* Dataset records
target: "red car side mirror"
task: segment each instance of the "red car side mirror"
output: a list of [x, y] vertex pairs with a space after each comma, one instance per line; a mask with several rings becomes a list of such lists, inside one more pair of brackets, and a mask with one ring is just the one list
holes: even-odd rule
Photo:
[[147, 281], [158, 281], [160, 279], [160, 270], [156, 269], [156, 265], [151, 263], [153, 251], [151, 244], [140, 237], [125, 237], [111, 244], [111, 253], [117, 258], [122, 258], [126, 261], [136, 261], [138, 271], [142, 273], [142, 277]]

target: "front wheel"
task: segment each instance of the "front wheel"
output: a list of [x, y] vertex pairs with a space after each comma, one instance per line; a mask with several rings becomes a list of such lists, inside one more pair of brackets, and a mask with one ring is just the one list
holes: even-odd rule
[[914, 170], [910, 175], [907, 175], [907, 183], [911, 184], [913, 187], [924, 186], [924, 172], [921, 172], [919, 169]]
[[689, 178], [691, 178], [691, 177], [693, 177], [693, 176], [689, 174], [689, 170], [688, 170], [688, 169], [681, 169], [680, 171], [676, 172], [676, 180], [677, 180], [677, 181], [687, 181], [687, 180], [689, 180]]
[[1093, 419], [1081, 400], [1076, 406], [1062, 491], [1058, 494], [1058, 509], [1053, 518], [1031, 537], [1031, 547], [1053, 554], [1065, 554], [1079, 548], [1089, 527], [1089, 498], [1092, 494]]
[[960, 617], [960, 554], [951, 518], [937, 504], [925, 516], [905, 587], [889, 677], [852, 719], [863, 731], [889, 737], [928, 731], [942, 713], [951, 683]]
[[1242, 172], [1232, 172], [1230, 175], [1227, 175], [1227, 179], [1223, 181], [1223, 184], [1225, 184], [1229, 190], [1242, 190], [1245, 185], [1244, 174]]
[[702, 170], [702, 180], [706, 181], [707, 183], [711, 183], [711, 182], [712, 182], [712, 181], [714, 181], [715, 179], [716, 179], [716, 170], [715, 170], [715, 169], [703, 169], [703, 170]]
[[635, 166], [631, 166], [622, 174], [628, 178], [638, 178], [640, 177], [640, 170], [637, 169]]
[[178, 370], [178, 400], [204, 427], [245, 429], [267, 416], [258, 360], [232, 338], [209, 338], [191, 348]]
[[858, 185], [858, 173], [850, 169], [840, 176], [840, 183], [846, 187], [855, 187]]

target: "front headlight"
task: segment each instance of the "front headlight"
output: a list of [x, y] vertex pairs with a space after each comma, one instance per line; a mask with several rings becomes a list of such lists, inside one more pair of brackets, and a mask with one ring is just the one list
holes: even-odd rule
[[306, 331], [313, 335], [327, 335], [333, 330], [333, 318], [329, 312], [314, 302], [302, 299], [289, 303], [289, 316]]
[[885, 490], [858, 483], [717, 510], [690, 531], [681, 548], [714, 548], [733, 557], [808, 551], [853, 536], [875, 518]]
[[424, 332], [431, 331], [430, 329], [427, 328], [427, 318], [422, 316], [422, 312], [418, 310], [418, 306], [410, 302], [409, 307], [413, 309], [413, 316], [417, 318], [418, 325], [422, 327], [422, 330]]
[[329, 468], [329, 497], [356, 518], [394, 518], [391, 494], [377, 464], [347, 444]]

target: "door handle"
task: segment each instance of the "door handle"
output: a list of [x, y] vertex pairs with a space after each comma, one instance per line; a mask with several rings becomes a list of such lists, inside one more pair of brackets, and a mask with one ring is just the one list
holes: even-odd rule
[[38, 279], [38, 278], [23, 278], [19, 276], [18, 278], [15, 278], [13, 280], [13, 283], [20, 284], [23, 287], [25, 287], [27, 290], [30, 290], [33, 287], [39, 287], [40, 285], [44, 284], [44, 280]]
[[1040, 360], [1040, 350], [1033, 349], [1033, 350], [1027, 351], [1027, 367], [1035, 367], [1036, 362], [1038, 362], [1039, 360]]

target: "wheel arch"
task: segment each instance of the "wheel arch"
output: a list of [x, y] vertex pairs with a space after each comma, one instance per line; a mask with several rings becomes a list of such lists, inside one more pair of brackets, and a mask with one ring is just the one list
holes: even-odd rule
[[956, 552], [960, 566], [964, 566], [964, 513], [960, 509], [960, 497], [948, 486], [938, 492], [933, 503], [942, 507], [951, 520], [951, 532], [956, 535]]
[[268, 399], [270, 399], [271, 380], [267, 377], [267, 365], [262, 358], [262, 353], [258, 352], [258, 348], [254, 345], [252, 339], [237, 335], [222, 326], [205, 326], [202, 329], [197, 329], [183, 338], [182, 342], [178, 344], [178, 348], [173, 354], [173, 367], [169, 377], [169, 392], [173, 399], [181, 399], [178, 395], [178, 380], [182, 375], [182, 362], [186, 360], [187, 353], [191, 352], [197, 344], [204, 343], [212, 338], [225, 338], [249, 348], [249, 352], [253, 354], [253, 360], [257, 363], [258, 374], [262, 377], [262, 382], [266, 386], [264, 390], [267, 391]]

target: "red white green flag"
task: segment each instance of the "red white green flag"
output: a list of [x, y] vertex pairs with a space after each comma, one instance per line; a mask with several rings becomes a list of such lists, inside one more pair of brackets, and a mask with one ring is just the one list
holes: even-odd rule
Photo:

* Work request
For the listing above, give the number of lines that contain the string "green" and nothing else.

* Response below
2